■ Provided records:
[start]
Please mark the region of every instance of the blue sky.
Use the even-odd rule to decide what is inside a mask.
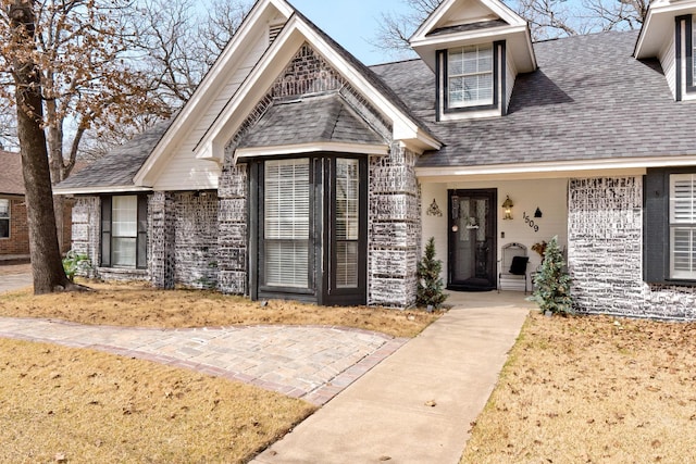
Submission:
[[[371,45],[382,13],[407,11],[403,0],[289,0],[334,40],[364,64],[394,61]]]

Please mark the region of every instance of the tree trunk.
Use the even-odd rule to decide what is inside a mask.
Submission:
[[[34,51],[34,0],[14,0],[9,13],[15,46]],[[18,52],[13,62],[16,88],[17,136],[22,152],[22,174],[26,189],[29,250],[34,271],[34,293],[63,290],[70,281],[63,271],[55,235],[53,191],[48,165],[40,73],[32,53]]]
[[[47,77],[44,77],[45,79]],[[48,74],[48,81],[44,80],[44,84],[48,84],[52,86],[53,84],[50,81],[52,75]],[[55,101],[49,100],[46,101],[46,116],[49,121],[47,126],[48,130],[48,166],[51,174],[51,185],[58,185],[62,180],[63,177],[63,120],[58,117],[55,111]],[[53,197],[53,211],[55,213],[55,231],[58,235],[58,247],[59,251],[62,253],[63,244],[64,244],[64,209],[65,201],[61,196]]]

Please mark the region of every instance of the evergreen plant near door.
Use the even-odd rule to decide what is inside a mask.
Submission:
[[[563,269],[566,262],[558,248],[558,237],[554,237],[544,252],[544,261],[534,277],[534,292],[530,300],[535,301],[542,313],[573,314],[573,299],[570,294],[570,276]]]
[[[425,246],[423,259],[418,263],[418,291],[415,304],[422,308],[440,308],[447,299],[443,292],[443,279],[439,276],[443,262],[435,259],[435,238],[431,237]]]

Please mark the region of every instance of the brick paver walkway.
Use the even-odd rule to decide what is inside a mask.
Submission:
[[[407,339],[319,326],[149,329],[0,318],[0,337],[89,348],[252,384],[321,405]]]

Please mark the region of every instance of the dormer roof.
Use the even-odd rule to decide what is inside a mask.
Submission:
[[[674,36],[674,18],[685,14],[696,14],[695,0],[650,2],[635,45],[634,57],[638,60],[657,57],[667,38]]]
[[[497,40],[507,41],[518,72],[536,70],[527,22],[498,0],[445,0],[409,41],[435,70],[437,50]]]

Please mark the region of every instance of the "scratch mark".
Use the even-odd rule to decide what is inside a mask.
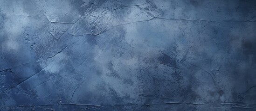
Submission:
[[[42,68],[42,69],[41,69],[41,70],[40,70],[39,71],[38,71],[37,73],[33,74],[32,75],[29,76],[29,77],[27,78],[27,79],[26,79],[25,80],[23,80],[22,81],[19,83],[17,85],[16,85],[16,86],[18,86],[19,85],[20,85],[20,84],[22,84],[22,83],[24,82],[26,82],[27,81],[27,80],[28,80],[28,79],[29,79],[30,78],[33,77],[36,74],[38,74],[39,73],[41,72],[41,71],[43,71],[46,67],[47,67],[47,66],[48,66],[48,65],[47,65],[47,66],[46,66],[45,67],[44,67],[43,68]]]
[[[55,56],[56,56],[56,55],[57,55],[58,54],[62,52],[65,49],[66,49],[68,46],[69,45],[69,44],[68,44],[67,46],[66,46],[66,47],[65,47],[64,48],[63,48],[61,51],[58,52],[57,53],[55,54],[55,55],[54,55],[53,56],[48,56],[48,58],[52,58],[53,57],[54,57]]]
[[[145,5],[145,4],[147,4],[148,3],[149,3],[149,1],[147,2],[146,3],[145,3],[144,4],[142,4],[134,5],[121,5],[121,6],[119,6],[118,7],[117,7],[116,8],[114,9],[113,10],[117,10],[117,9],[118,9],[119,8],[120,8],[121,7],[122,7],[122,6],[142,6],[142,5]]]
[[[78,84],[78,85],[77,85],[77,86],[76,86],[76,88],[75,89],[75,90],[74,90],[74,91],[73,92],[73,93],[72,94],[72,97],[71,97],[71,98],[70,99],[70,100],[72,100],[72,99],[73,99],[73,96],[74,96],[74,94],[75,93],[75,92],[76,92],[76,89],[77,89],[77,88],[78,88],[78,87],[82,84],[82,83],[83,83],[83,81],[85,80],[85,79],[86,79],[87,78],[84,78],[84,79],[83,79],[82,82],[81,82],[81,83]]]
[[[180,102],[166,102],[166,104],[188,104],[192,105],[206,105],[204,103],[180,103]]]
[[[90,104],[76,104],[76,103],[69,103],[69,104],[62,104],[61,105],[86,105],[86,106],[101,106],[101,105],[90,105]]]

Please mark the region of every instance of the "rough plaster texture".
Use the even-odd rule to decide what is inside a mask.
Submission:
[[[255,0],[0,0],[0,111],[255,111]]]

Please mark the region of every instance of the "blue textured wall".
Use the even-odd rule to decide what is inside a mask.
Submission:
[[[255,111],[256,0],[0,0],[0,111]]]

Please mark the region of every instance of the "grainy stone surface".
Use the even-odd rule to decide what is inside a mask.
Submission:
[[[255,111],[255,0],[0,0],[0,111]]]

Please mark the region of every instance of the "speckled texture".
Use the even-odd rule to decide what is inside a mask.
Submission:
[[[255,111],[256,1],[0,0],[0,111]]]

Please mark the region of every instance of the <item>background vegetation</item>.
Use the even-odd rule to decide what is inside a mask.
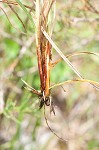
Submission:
[end]
■ Description of the task: Rewrite the records from the line containing "Please mark the region of every instance of the <item>background" through the end of the records, changing "even-odd rule" to "nonzero winding rule" and leaving everything else unchanged. Omit the picture from your answer.

■ Result of the exercise:
Please mark the region of every instance of the <item>background vegetation</item>.
Use the nonzero winding rule to decide what is inside a mask.
Submission:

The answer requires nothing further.